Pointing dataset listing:
——————————
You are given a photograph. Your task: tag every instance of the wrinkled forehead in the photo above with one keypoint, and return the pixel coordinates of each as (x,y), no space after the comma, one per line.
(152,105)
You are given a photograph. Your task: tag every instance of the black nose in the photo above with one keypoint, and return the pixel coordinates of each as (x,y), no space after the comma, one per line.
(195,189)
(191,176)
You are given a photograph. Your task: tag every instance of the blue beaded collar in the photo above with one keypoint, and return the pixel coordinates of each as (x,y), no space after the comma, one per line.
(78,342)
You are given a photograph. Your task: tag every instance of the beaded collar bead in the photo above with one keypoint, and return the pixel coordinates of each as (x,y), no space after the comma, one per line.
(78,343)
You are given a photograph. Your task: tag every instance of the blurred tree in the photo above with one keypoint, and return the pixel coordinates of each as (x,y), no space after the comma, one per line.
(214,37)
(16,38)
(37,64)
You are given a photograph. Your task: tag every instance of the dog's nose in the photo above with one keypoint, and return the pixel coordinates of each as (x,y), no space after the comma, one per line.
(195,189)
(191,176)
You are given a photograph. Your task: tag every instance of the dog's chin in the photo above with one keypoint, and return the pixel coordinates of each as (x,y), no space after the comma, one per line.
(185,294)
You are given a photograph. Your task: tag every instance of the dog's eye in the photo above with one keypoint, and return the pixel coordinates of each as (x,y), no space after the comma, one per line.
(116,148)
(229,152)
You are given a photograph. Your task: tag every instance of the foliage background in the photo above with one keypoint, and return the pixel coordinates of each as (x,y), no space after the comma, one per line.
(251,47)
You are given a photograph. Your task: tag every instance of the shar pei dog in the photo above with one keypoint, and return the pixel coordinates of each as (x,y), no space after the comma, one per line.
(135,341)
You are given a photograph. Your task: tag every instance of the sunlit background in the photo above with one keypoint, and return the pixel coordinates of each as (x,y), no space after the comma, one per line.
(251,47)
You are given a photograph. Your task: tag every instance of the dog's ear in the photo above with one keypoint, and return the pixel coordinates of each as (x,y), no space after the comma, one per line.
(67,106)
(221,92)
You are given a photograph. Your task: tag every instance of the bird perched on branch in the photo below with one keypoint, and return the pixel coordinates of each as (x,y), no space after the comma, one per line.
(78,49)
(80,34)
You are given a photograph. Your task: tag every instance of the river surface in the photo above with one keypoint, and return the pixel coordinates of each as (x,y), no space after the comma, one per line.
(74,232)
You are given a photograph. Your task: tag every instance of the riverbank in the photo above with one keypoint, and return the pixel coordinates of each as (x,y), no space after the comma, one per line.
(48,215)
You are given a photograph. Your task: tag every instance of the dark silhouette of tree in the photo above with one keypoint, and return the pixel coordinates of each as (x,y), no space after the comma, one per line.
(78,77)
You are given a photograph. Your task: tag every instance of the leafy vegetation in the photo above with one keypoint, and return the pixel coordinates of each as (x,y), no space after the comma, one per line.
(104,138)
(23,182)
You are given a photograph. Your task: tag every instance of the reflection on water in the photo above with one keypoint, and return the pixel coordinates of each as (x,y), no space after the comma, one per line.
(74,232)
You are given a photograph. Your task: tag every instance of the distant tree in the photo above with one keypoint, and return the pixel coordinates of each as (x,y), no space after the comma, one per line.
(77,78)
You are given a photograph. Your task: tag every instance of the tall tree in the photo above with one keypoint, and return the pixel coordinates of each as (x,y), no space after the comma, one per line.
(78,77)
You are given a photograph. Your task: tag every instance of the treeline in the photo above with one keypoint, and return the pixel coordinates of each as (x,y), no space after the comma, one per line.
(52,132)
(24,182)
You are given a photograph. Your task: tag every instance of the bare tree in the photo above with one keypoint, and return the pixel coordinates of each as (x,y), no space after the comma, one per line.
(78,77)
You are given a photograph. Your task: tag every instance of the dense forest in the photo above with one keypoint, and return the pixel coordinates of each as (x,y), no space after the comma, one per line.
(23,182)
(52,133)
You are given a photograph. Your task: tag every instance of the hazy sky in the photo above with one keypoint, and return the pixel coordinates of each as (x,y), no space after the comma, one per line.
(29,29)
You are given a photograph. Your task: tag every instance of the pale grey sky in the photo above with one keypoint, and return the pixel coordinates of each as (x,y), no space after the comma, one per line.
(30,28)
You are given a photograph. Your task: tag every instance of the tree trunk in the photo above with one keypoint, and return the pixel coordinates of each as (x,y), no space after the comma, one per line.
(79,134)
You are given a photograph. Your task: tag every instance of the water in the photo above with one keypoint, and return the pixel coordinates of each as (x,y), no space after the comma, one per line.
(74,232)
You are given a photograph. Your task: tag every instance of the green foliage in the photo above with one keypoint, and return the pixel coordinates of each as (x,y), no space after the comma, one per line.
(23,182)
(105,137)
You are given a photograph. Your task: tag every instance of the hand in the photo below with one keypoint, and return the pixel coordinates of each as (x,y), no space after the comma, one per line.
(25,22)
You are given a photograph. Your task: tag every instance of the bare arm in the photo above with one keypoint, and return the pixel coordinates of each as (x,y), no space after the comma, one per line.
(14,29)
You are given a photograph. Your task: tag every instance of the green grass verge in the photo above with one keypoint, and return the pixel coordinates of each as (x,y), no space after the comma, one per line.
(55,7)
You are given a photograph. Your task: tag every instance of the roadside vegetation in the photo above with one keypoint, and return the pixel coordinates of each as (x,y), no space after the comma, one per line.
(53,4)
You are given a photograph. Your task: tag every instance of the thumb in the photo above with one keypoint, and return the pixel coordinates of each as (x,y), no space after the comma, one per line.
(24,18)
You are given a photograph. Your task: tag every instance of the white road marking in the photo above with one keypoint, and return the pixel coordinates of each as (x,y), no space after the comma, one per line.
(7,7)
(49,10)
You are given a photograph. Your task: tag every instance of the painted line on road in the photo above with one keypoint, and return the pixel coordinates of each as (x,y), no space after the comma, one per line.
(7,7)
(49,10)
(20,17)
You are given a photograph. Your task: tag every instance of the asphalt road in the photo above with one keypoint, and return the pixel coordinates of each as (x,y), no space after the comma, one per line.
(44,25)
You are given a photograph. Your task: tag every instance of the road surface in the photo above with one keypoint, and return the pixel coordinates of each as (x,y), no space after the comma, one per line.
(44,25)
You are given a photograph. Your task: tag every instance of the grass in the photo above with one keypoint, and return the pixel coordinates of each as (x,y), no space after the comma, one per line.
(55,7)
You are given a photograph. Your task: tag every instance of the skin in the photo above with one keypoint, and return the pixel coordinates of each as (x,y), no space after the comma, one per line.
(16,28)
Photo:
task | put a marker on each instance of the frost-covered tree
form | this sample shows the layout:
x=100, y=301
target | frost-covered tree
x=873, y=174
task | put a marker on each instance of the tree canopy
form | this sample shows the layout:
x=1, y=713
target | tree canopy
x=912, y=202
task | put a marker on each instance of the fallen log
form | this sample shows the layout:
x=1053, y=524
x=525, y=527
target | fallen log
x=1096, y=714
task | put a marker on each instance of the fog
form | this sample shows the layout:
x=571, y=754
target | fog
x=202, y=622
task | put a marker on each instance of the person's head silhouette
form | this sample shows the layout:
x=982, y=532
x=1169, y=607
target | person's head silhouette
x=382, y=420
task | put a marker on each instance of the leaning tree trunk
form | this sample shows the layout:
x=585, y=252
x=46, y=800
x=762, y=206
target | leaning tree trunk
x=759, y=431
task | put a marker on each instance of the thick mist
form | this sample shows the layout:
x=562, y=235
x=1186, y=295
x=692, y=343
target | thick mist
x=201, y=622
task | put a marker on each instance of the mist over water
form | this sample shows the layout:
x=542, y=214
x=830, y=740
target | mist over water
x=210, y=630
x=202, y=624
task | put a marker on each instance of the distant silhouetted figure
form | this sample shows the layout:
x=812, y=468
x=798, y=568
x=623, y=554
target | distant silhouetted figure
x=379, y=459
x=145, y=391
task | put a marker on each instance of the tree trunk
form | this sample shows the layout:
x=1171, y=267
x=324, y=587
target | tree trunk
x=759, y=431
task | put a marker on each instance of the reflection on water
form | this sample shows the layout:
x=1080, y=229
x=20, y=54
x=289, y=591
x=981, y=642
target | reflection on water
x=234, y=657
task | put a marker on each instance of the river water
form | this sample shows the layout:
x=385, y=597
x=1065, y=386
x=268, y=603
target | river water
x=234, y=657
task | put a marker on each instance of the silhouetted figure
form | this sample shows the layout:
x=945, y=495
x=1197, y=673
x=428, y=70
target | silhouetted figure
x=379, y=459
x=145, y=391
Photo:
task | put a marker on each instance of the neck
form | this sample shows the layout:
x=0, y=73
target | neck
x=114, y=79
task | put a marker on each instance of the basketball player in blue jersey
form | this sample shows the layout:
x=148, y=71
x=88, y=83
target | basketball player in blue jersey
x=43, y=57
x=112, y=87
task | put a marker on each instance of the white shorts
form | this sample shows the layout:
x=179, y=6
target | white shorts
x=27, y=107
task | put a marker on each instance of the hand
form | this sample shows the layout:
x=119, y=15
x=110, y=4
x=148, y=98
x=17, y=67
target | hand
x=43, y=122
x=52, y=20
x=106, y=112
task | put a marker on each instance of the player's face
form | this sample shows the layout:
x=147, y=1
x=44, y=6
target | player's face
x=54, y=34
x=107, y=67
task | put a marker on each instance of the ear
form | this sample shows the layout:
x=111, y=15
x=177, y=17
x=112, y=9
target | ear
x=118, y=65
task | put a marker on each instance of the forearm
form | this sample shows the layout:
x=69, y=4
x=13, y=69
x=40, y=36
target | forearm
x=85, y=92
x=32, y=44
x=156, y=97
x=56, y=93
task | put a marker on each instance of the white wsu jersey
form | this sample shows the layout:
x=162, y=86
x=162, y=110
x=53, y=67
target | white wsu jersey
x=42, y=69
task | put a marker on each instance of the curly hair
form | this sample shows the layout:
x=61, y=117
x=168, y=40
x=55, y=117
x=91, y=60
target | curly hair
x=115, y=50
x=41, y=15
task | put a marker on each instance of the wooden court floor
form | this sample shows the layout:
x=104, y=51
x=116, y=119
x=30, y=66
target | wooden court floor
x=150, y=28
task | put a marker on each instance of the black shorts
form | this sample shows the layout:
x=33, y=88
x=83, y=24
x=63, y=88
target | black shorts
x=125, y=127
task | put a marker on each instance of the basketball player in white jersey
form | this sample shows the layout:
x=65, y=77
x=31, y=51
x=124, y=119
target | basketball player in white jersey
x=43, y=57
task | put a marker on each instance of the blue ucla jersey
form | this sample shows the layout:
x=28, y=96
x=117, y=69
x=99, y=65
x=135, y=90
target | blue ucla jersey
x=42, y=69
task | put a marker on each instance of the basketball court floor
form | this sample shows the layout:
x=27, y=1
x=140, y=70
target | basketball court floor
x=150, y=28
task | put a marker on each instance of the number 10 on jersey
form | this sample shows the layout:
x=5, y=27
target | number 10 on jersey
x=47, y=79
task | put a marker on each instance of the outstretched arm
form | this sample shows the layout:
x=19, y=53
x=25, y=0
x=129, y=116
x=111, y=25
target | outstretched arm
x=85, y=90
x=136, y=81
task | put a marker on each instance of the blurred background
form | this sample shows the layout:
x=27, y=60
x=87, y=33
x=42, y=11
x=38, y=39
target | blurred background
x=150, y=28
——————————
= REQUIRED TASK =
Render the lines of the listing above as a numbered list, skipping any blank lines, starting with the line containing "each instance of the tree trunk" and going on through the line containing "x=114, y=79". Include only those lines.

= SOLUTION =
1. task | put a marker on each instance of the tree trunk
2. form | this sample shows the layout:
3. x=1171, y=267
4. x=324, y=587
5. target | tree trunk
6. x=759, y=431
7. task | put a marker on each instance of the reflection on water
8. form | this sample shows the layout:
9. x=1080, y=229
10. x=20, y=54
11. x=289, y=591
12. x=981, y=642
13. target | reflection on water
14. x=234, y=657
15. task | put a marker on each instance of the river water
16. form | this sample shows the layout:
17. x=385, y=597
18. x=1065, y=386
19. x=268, y=603
20. target | river water
21. x=234, y=657
22. task | put a marker on each instance of the silhouetted figure
23. form | this sample shows the layout:
24. x=945, y=495
25. x=1197, y=673
26. x=428, y=70
27. target | silhouetted figure
28. x=379, y=459
29. x=145, y=391
30. Photo:
31. task | put a marker on each instance of the neck
32. form | this sample shows the layout:
33. x=0, y=73
34. target | neck
35. x=114, y=79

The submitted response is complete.